[Pointing dataset records]
# # #
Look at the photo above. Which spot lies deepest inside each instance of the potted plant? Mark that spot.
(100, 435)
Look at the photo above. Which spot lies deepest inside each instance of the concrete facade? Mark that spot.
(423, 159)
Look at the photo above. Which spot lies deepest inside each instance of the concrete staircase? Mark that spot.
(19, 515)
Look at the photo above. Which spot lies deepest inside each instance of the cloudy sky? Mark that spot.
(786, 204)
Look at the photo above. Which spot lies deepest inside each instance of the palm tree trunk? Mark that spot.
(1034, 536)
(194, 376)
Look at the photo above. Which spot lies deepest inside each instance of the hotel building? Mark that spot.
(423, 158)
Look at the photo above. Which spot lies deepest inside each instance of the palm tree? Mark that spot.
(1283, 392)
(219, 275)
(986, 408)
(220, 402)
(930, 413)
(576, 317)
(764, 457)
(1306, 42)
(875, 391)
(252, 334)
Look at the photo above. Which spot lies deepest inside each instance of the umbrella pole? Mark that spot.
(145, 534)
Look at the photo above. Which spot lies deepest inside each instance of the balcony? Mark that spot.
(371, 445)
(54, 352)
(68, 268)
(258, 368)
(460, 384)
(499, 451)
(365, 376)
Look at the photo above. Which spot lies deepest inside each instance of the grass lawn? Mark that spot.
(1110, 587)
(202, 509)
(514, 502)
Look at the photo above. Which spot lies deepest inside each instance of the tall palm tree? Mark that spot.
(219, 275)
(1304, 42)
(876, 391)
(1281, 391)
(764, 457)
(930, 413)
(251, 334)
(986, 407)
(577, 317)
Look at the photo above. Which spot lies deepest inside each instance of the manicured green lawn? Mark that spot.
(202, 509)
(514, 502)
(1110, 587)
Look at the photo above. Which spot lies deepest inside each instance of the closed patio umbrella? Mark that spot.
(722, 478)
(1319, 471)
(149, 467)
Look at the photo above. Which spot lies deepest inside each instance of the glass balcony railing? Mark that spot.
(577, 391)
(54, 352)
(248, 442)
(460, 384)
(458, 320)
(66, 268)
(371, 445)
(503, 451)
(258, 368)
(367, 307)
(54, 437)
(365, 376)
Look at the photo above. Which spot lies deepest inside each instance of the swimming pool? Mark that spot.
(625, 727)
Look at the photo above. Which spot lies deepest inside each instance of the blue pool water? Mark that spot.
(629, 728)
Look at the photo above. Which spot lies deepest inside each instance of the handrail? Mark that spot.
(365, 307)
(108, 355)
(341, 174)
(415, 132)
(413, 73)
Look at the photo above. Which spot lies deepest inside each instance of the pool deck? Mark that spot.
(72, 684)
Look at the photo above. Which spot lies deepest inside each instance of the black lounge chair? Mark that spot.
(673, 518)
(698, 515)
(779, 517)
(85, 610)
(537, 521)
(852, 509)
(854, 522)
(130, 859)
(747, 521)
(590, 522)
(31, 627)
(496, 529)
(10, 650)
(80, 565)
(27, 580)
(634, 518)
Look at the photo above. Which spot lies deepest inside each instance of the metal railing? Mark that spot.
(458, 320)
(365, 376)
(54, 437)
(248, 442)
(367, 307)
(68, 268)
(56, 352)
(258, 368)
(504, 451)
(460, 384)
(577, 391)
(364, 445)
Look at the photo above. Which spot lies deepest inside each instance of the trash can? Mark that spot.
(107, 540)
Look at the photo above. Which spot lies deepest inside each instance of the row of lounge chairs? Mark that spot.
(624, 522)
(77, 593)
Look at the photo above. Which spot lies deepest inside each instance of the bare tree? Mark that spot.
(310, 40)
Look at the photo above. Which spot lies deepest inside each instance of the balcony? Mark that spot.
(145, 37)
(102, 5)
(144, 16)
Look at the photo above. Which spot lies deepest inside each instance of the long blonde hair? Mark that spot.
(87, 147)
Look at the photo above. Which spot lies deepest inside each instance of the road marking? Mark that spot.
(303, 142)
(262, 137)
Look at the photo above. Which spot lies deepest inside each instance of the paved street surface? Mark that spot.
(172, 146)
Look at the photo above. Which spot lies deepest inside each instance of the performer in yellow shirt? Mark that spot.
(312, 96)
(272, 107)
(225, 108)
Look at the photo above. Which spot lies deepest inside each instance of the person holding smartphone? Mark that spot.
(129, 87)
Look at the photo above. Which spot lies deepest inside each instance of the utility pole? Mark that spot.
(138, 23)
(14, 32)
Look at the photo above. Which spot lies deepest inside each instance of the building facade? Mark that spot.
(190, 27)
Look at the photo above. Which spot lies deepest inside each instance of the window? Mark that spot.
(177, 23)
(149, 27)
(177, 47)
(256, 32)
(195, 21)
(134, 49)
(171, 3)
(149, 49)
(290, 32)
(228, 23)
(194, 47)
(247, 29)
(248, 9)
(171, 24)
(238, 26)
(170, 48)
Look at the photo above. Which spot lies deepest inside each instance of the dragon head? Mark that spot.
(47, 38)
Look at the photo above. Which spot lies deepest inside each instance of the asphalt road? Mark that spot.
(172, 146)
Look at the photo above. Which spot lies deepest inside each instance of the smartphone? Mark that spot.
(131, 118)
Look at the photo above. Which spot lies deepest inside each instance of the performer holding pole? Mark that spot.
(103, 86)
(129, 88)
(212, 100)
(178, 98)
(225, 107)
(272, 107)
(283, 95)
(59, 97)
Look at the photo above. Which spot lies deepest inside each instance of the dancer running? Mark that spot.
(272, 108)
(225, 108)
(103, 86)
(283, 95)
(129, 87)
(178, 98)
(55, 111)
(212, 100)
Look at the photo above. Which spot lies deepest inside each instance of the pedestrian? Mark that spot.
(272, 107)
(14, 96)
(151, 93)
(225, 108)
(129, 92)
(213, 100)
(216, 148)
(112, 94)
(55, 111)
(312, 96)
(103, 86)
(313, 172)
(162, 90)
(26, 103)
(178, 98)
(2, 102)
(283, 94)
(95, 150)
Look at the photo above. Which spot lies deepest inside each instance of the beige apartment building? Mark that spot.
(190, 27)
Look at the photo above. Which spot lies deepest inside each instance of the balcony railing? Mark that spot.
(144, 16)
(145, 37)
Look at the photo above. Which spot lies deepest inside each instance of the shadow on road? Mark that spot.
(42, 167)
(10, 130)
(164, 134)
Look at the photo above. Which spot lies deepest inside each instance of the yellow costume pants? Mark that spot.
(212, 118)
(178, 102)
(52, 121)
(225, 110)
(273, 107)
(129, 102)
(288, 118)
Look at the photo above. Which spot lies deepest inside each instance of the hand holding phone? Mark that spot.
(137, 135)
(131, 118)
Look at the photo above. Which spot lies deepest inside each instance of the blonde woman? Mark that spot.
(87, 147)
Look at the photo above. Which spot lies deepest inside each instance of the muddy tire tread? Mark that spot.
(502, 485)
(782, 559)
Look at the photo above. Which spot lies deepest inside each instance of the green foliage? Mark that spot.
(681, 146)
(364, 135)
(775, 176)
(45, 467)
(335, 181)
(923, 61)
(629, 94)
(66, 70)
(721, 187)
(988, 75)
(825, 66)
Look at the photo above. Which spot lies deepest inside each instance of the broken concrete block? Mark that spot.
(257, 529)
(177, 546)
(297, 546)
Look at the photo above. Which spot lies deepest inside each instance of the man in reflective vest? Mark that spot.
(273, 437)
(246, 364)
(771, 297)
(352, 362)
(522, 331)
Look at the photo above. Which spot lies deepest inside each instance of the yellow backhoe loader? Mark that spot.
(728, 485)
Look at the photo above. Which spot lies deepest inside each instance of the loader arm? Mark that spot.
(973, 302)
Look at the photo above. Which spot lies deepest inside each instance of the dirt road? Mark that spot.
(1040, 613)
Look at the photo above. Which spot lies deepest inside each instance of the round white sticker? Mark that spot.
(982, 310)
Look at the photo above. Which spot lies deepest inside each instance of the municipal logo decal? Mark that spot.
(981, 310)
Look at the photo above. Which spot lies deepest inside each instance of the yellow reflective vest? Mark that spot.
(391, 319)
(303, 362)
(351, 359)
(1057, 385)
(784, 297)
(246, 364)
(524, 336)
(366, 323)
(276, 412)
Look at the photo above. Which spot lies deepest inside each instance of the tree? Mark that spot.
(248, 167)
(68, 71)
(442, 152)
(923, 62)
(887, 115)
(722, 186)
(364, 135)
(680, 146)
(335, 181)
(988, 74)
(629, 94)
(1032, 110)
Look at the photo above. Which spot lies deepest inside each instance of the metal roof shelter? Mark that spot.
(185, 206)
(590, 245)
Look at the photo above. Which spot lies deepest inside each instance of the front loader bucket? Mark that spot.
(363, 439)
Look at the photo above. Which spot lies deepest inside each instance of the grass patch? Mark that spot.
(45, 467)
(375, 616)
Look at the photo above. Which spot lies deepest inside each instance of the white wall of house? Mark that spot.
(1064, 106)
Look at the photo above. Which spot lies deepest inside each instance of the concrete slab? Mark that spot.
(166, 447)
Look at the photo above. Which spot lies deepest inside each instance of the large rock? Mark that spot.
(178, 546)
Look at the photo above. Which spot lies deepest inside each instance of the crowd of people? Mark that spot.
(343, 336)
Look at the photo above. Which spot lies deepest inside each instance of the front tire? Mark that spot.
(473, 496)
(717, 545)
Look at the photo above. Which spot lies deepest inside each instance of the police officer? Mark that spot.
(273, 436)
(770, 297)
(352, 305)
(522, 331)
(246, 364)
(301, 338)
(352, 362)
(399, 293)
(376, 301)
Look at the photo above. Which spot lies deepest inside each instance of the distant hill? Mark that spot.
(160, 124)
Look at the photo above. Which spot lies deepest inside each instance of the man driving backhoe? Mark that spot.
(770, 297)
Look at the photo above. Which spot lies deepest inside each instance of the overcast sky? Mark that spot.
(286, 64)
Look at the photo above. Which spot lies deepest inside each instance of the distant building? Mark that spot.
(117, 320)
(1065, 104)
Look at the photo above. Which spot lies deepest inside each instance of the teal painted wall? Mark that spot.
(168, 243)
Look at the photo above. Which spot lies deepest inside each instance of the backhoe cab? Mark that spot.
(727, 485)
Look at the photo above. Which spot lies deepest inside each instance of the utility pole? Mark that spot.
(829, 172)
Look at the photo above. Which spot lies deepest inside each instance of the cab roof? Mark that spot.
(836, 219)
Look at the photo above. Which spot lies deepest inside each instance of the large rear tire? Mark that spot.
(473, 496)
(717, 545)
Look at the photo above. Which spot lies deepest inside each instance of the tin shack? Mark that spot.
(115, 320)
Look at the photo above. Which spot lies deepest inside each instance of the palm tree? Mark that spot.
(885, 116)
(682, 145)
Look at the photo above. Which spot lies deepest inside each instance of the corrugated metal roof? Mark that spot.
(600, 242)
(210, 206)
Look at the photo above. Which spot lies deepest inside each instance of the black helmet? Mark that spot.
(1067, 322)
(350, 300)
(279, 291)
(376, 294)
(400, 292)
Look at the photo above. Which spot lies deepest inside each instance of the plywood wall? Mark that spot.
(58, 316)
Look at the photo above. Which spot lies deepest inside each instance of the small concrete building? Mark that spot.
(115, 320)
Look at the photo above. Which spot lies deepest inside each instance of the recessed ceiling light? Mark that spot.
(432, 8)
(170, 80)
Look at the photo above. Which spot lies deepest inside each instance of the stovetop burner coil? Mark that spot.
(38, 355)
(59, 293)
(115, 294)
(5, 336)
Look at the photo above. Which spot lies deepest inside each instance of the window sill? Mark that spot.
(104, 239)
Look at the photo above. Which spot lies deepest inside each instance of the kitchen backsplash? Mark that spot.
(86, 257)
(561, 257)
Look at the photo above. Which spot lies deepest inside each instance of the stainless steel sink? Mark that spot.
# # #
Repeat exactly, and only, the lines of the records above, starting with the line that contains "metal roof? Mark that spot." and ending with the final line, both included.

Look at the photo above. Which spot lies deepest inside each instance of the corrugated metal roof? Mark that spot.
(600, 242)
(210, 206)
Look at the photo above. Which spot lies deepest inside each instance of the black helmet? Mark that spot.
(1067, 322)
(350, 300)
(279, 291)
(376, 294)
(400, 292)
Look at the photo above. Which spot lies deepest inside each instance of the plywood wall? Mark that spot.
(58, 316)
Look at the photo above. Which spot lies deepest inside each instance of the small concrete building? Mark that spot.
(115, 320)
Look at the photo above. Which spot lies deepest inside each instance of the recessed ceiling light? Mark that spot.
(432, 8)
(170, 80)
Look at the photo above. Which spot lies deepest inside each instance of the stovetop burner coil? Mark that spot.
(38, 355)
(59, 293)
(115, 294)
(5, 336)
Look at the photo above. Which spot lies deepest inside each instance of the window sill? Mark that spot.
(104, 239)
Look at the photo above. Which spot lies deepest inside each instance of the kitchen backsplash? Mark that spot.
(86, 257)
(561, 257)
Look at the photo above. Which spot lies deepest inside each instance of the stainless steel sink? Mark that spot.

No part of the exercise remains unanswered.